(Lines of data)
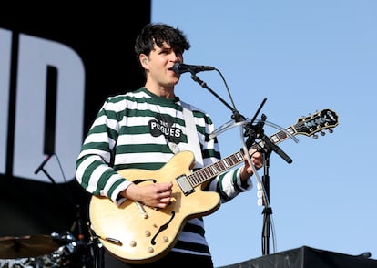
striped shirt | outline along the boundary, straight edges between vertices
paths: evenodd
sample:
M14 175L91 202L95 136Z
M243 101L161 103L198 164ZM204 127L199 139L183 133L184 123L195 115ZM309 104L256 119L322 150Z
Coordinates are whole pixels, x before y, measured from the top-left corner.
M117 170L162 168L174 153L169 144L180 151L192 150L188 143L182 101L154 95L145 88L124 95L109 97L91 126L76 161L76 180L88 192L109 198L119 205L119 193L130 183ZM220 159L219 144L210 139L213 123L205 112L190 106L203 165ZM195 169L201 168L196 166ZM219 194L220 201L230 201L252 187L241 187L239 168L211 179L204 191ZM205 238L203 218L189 220L184 226L173 251L210 255Z

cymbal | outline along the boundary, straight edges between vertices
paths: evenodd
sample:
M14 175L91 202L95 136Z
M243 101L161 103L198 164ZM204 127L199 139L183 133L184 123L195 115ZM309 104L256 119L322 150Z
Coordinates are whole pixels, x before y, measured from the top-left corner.
M0 259L37 257L52 253L58 247L49 235L0 237Z

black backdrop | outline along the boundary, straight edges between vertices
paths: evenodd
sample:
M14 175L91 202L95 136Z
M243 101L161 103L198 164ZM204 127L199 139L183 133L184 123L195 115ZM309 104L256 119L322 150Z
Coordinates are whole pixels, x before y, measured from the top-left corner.
M150 21L150 1L58 3L3 3L0 28L14 35L22 33L56 41L81 57L86 70L86 134L107 96L134 89L143 83L133 46L141 27ZM11 83L10 88L9 118L14 116L15 84ZM10 123L5 128L9 129L7 148L1 149L6 150L6 171L0 174L0 237L49 235L74 230L77 206L87 222L89 195L75 180L53 185L12 175L14 127ZM73 201L66 198L67 192Z

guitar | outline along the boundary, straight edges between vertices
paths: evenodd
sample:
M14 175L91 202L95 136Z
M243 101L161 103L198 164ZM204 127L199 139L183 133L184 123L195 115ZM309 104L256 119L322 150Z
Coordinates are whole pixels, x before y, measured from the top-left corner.
M287 128L290 135L312 136L339 124L338 116L331 109L323 109ZM285 131L270 137L277 144L290 138ZM314 138L317 135L314 136ZM251 147L262 146L254 143ZM173 181L171 203L165 209L150 208L131 200L119 206L108 198L93 195L89 204L92 231L114 256L130 263L156 261L175 245L185 223L192 218L209 215L220 206L219 195L204 191L203 183L236 165L244 162L239 150L225 159L192 171L194 155L181 151L157 170L126 169L118 173L135 183Z

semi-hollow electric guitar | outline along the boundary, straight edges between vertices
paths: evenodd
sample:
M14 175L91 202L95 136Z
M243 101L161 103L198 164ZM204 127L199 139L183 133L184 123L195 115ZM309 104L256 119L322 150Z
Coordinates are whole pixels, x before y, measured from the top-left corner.
M323 134L323 129L332 132L331 128L338 124L337 114L331 109L323 109L300 118L286 131L292 136L312 136L319 131ZM270 140L277 144L289 139L286 131L270 136ZM258 149L260 146L256 142L251 147ZM244 162L245 159L239 150L192 171L194 160L192 152L182 151L157 170L118 170L134 183L173 181L171 203L165 209L151 208L131 200L117 206L107 197L92 196L89 205L91 228L108 252L130 263L147 263L166 255L189 219L209 215L220 206L219 194L204 191L203 183Z

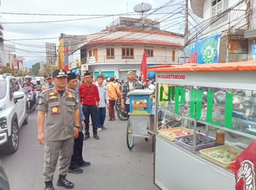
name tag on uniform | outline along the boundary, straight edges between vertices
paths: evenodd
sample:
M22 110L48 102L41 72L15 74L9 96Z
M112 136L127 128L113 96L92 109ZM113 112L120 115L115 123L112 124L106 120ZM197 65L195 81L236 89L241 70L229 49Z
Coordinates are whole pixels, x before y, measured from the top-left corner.
M52 96L49 97L49 100L52 100L54 99L58 99L58 97L56 96Z
M60 113L60 106L53 106L51 108L51 113L52 114Z
M49 92L48 93L48 95L49 96L54 96L55 95L55 93L54 92Z
M68 94L68 97L69 98L73 98L73 95L72 94L72 93L69 92Z

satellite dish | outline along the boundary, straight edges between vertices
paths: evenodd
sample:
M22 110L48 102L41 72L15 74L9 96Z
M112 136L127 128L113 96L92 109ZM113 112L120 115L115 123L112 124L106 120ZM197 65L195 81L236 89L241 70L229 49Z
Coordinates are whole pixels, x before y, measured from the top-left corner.
M149 11L152 8L152 6L148 3L140 3L135 6L134 8L134 11L137 13L141 13L141 16L143 17L143 13L146 13L148 11Z

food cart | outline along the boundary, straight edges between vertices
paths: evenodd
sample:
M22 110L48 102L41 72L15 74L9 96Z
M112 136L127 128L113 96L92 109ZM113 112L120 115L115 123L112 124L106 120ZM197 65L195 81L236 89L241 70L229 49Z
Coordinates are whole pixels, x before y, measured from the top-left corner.
M158 187L235 188L234 161L256 138L255 71L256 61L148 69L156 72L154 183ZM220 130L223 145L216 143Z
M134 90L129 92L130 116L126 131L127 147L131 149L134 137L144 138L148 141L153 129L152 90Z

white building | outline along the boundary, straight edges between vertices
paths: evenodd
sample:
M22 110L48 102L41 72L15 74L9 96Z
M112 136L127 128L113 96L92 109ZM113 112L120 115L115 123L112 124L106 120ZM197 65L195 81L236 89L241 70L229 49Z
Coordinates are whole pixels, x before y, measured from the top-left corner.
M136 23L136 25L131 25L131 22ZM130 27L124 27L127 23ZM69 62L70 65L73 63L72 68L75 66L77 60L81 60L82 64L88 63L89 72L94 77L101 73L108 77L126 79L129 70L139 75L144 50L147 52L148 65L177 64L183 61L179 55L184 40L182 34L160 31L160 23L151 20L140 21L119 17L106 30L88 36L86 42L70 52ZM81 74L84 72L82 71Z
M251 45L256 43L255 0L191 2L193 11L203 22L186 34L185 46L220 32L219 62L252 60Z

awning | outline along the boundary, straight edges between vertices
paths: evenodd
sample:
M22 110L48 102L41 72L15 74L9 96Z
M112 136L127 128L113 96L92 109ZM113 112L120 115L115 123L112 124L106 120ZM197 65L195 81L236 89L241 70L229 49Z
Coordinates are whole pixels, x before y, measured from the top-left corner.
M256 71L256 61L226 63L188 63L183 65L159 65L150 67L147 71L157 72Z

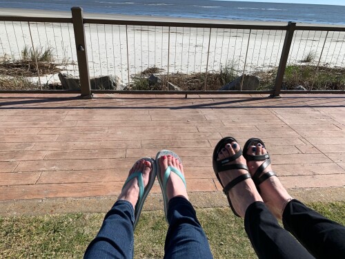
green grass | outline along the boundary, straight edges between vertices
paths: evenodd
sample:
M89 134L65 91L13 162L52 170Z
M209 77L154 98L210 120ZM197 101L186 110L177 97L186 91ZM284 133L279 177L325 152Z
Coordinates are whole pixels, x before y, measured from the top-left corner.
M345 224L345 202L312 203ZM215 258L255 258L243 226L228 208L197 209ZM1 258L81 258L104 213L0 218ZM135 231L135 258L161 258L168 226L162 211L144 211Z
M344 90L345 69L315 66L288 66L283 84L288 90L303 86L307 90Z

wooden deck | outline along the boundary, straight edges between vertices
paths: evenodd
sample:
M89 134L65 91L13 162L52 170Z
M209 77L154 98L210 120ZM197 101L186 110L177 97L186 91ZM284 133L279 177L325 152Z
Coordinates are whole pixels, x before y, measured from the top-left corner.
M219 191L212 153L227 135L262 138L288 189L345 186L344 95L3 94L0 201L115 195L162 148L181 157L190 192Z

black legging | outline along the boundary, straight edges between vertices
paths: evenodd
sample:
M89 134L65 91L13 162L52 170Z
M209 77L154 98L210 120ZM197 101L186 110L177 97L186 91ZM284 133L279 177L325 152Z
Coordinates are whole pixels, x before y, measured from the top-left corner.
M345 227L298 200L286 205L283 224L299 242L279 225L264 202L248 207L244 227L259 258L345 258Z

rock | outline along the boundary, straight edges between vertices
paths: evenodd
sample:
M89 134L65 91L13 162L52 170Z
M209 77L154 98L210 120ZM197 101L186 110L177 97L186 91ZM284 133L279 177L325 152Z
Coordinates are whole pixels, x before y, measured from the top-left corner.
M172 84L170 82L168 83L168 87L169 88L169 90L174 90L174 91L181 90L181 88L179 86L176 86L175 84Z
M106 75L91 78L91 89L94 90L124 90L126 86L117 75Z
M59 78L63 89L80 89L80 79L73 78L68 74L59 73ZM124 90L126 86L117 75L106 75L90 79L91 89L94 90Z
M226 84L219 90L241 90L241 81L242 76L238 77L230 83ZM252 75L246 75L243 79L242 90L257 90L260 84L260 78Z
M161 78L157 77L154 74L151 74L150 77L148 77L148 84L150 86L152 86L155 84L161 84ZM169 88L169 90L175 90L175 91L181 90L181 88L179 87L175 86L175 84L170 82L168 83L168 87Z
M304 91L306 90L306 89L302 86L295 86L293 89L294 90L304 90Z
M80 80L78 78L73 78L71 75L61 74L61 73L59 73L58 76L61 83L63 89L80 89Z

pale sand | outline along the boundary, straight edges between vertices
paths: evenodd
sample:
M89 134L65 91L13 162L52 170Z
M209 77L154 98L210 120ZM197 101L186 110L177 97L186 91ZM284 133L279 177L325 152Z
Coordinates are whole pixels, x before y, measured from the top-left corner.
M0 8L1 15L71 17L70 12ZM255 21L118 15L85 14L84 17L185 23L286 25L286 23L275 22L259 23ZM35 48L44 49L50 46L57 63L70 64L63 66L63 73L73 77L79 76L72 24L31 23L30 30ZM269 70L279 65L286 33L285 31L278 30L252 30L250 32L249 30L212 29L210 35L208 28L173 27L170 29L169 39L169 29L167 27L128 26L126 30L126 26L86 24L85 30L90 77L116 75L124 83L128 82L128 67L130 76L152 66L164 68L164 73L168 70L170 73L204 72L206 65L208 71L219 71L227 64L231 64L239 75L244 70L246 73ZM32 46L28 23L0 22L0 57L6 54L11 59L19 59L24 46ZM320 65L344 66L345 32L330 32L326 41L326 32L297 31L295 35L288 64L301 64L300 60L310 51L314 51L314 64L317 64L322 51ZM37 78L32 78L32 81L37 81ZM57 75L41 77L41 81L43 84L46 81L59 81Z

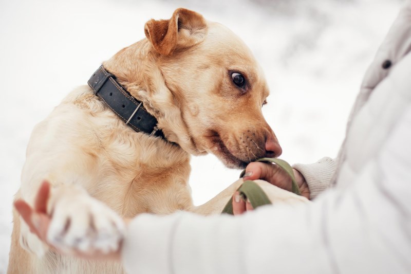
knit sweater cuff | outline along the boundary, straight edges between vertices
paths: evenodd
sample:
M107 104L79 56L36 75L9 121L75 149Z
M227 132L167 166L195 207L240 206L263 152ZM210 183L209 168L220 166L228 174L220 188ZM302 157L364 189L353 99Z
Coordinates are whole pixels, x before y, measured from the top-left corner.
M328 188L335 170L335 162L325 157L314 163L296 163L292 167L304 177L310 189L310 198L312 199Z

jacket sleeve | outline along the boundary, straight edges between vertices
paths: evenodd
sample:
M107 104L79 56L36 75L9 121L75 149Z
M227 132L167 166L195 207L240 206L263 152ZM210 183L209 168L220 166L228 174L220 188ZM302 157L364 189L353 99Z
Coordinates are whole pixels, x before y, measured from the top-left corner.
M143 214L123 247L129 273L409 273L411 106L354 181L313 203L233 217Z
M325 157L314 163L296 163L292 167L304 176L310 189L310 199L313 199L328 188L335 171L335 162Z

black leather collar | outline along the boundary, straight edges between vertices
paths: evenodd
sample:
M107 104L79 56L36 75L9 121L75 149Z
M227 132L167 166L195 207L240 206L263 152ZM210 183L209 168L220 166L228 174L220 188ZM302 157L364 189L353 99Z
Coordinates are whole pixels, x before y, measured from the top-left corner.
M126 124L137 132L165 137L157 127L156 118L147 112L143 103L136 100L116 81L116 77L100 66L87 82L94 94L101 99Z

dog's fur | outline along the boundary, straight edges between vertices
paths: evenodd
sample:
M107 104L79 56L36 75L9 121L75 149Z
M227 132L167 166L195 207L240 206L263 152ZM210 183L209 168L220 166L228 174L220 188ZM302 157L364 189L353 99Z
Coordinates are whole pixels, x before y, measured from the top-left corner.
M194 207L187 184L190 154L212 153L238 168L281 153L261 111L269 92L263 72L236 36L184 9L169 20L148 21L145 32L147 39L103 65L157 118L169 142L134 131L87 86L74 89L33 131L16 198L32 205L42 181L52 184L48 237L57 245L117 248L122 222L114 212L128 218L178 210L220 212L241 180ZM244 88L234 84L232 71L246 77ZM259 184L271 198L304 200ZM9 273L122 271L119 264L48 251L15 212L14 222ZM94 240L88 242L90 233Z

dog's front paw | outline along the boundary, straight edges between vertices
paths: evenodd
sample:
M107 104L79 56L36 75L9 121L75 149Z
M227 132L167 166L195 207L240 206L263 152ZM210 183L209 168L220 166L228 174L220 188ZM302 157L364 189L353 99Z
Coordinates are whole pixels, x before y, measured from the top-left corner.
M57 248L103 253L119 248L123 221L100 201L86 195L63 196L52 212L47 241Z
M48 250L47 245L30 231L30 229L21 217L20 218L20 245L27 250L42 257Z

- [Problem statement]:
Output everything from the start of the items down to and including the line containing "M150 21L150 1L58" as a JSON list of strings, one string per line, with blank lines dropped. Leave the pictures out of the answer.

- [Finished exercise]:
[
  "striped shirt | outline along the boundary, straight edges between vertices",
  "paths: evenodd",
  "sample:",
  "M14 175L91 202L95 136Z",
  "M243 101L161 103L198 164ZM204 127L199 139L183 133L184 123L195 115ZM309 104L256 119L322 150Z",
  "Coordinates are whole pixels, x before y, measured from the top-left corner.",
  "M117 170L162 168L174 153L169 144L180 151L192 150L188 143L182 101L154 95L145 88L124 95L109 97L91 126L76 161L76 180L88 192L109 198L119 205L119 193L130 183ZM220 159L219 144L210 139L213 123L205 112L190 106L203 165ZM195 169L201 168L196 166ZM219 194L220 201L230 201L252 187L241 187L239 168L211 179L204 191ZM205 238L203 218L189 220L184 226L173 251L210 255Z",
  "cymbal | outline along the boundary, straight edges between vertices",
  "paths: evenodd",
  "sample:",
  "M14 175L91 202L95 136Z",
  "M243 101L161 103L198 164ZM204 127L199 139L183 133L184 123L195 115ZM309 104L256 119L322 150Z",
  "Coordinates are whole pixels, x before y, measured from the top-left corner.",
  "M0 259L37 257L52 253L58 247L49 235L0 237Z",
  "black backdrop | outline along the boundary, straight edges between vertices",
  "paths: evenodd",
  "sample:",
  "M14 175L91 202L95 136Z",
  "M243 101L161 103L198 164ZM204 127L199 139L183 133L184 123L195 115ZM309 104L256 119L322 150Z",
  "Coordinates are whole pixels, x before y, measured from the top-left corner.",
  "M150 21L150 1L58 3L3 3L0 28L14 35L22 33L56 41L81 57L86 70L86 134L107 96L134 89L143 83L133 46L141 27ZM11 83L10 88L9 118L14 116L15 84ZM10 123L5 128L9 129L7 148L1 149L6 150L6 171L0 174L0 237L49 235L74 230L77 206L87 222L89 195L75 180L53 185L12 175L14 127ZM73 201L66 198L67 192Z"
]